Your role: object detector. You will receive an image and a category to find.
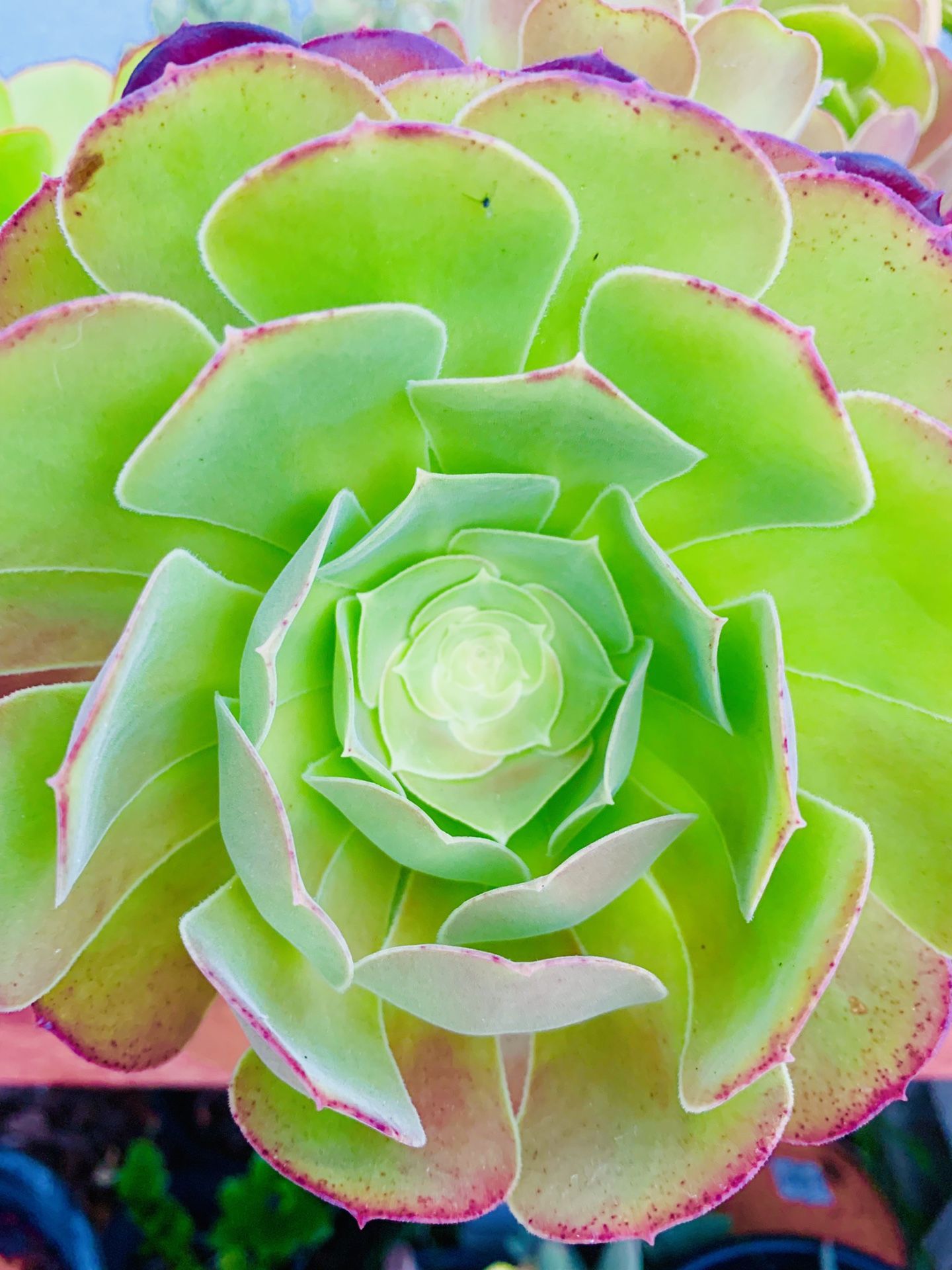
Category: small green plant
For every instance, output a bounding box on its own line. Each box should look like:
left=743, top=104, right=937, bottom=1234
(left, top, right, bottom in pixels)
left=116, top=1138, right=334, bottom=1270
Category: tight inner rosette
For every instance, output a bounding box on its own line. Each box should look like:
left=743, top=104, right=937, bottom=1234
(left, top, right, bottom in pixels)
left=0, top=17, right=952, bottom=1242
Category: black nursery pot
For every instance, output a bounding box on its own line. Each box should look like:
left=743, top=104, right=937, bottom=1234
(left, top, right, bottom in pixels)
left=680, top=1238, right=895, bottom=1270
left=0, top=1151, right=105, bottom=1270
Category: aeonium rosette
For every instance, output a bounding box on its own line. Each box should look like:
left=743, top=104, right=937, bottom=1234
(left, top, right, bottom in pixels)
left=0, top=17, right=952, bottom=1241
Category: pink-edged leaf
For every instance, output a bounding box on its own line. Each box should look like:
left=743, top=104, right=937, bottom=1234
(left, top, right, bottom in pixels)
left=122, top=22, right=297, bottom=97
left=0, top=685, right=217, bottom=1009
left=0, top=177, right=102, bottom=326
left=36, top=828, right=231, bottom=1072
left=50, top=551, right=255, bottom=903
left=305, top=26, right=463, bottom=84
left=748, top=132, right=830, bottom=173
left=510, top=881, right=791, bottom=1244
left=231, top=1009, right=518, bottom=1226
left=785, top=896, right=949, bottom=1143
left=182, top=871, right=425, bottom=1147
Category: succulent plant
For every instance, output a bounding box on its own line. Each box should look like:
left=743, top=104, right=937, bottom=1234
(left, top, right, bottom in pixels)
left=462, top=0, right=952, bottom=188
left=0, top=60, right=113, bottom=222
left=0, top=17, right=952, bottom=1242
left=151, top=0, right=294, bottom=36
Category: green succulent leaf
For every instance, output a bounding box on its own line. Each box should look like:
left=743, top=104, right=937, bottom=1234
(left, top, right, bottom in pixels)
left=240, top=490, right=370, bottom=744
left=785, top=896, right=949, bottom=1143
left=118, top=305, right=446, bottom=551
left=383, top=65, right=502, bottom=123
left=200, top=119, right=578, bottom=377
left=643, top=595, right=803, bottom=919
left=50, top=551, right=255, bottom=902
left=509, top=873, right=792, bottom=1242
left=0, top=177, right=99, bottom=326
left=548, top=640, right=654, bottom=855
left=0, top=683, right=218, bottom=1009
left=410, top=357, right=703, bottom=532
left=60, top=44, right=393, bottom=331
left=36, top=827, right=231, bottom=1072
left=458, top=73, right=789, bottom=365
left=357, top=558, right=491, bottom=708
left=182, top=880, right=425, bottom=1147
left=0, top=127, right=54, bottom=224
left=450, top=530, right=633, bottom=653
left=305, top=763, right=528, bottom=885
left=766, top=173, right=952, bottom=419
left=438, top=816, right=692, bottom=944
left=216, top=697, right=353, bottom=990
left=575, top=486, right=727, bottom=726
left=781, top=4, right=886, bottom=87
left=582, top=268, right=871, bottom=548
left=7, top=60, right=113, bottom=175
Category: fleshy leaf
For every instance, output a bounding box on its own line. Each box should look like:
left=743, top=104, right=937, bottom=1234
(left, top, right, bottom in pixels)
left=519, top=0, right=698, bottom=97
left=641, top=593, right=803, bottom=921
left=397, top=741, right=592, bottom=843
left=7, top=60, right=113, bottom=175
left=868, top=17, right=938, bottom=124
left=0, top=179, right=99, bottom=326
left=383, top=62, right=504, bottom=123
left=118, top=305, right=446, bottom=551
left=675, top=394, right=952, bottom=731
left=305, top=26, right=462, bottom=84
left=240, top=490, right=370, bottom=745
left=333, top=595, right=401, bottom=794
left=450, top=530, right=633, bottom=653
left=785, top=884, right=949, bottom=1143
left=781, top=4, right=885, bottom=87
left=0, top=296, right=283, bottom=681
left=216, top=697, right=353, bottom=990
left=36, top=828, right=231, bottom=1072
left=0, top=128, right=54, bottom=224
left=635, top=753, right=872, bottom=1113
left=582, top=268, right=871, bottom=548
left=410, top=357, right=703, bottom=531
left=791, top=672, right=952, bottom=954
left=182, top=880, right=424, bottom=1146
left=438, top=816, right=692, bottom=944
left=324, top=471, right=559, bottom=591
left=200, top=119, right=578, bottom=374
left=122, top=22, right=297, bottom=97
left=693, top=5, right=821, bottom=137
left=766, top=167, right=952, bottom=419
left=305, top=763, right=528, bottom=885
left=510, top=882, right=791, bottom=1244
left=575, top=486, right=726, bottom=725
left=50, top=551, right=255, bottom=902
left=231, top=1009, right=518, bottom=1226
left=459, top=78, right=789, bottom=368
left=357, top=558, right=492, bottom=707
left=0, top=568, right=145, bottom=679
left=60, top=44, right=404, bottom=330
left=0, top=683, right=218, bottom=1009
left=354, top=944, right=665, bottom=1037
left=548, top=640, right=653, bottom=855
left=526, top=583, right=623, bottom=751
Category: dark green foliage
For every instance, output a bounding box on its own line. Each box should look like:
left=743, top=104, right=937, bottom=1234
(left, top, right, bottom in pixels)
left=116, top=1138, right=202, bottom=1270
left=208, top=1156, right=334, bottom=1270
left=116, top=1138, right=334, bottom=1270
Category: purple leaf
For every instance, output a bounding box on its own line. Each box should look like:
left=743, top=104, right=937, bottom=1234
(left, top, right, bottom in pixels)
left=122, top=22, right=297, bottom=97
left=822, top=150, right=949, bottom=225
left=523, top=48, right=641, bottom=84
left=305, top=26, right=465, bottom=84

----------------------------------------

• WHAT TO PRODUCE: Reproduce the records from the line with "Category: fleshy leaf" up to and including the line with "left=510, top=882, right=791, bottom=1244", requests included, with every bounding-box coordinate in the answers scaled by 0.95 and rounded to the nearest whole number, halves rounding up. Give only those lines.

• ANSWER:
Category: fleshy leaf
For every instance, output a bounding box on its own line. Each box should look like:
left=743, top=104, right=937, bottom=1234
(left, top, right, bottom in pixels)
left=493, top=0, right=663, bottom=92
left=609, top=563, right=763, bottom=875
left=377, top=704, right=562, bottom=801
left=7, top=57, right=107, bottom=166
left=825, top=16, right=891, bottom=118
left=0, top=170, right=94, bottom=310
left=364, top=59, right=479, bottom=117
left=112, top=290, right=424, bottom=523
left=641, top=374, right=904, bottom=694
left=290, top=25, right=439, bottom=80
left=228, top=466, right=352, bottom=708
left=316, top=565, right=381, bottom=754
left=428, top=504, right=601, bottom=620
left=746, top=840, right=902, bottom=1086
left=742, top=4, right=841, bottom=83
left=0, top=281, right=269, bottom=647
left=205, top=662, right=335, bottom=941
left=34, top=787, right=219, bottom=1018
left=0, top=122, right=51, bottom=213
left=603, top=715, right=828, bottom=1057
left=553, top=255, right=827, bottom=521
left=390, top=339, right=668, bottom=504
left=751, top=638, right=904, bottom=906
left=173, top=836, right=403, bottom=1089
left=416, top=775, right=657, bottom=897
left=308, top=447, right=531, bottom=561
left=190, top=113, right=549, bottom=355
left=116, top=21, right=282, bottom=92
left=658, top=5, right=780, bottom=130
left=728, top=159, right=904, bottom=398
left=290, top=725, right=502, bottom=841
left=485, top=838, right=751, bottom=1182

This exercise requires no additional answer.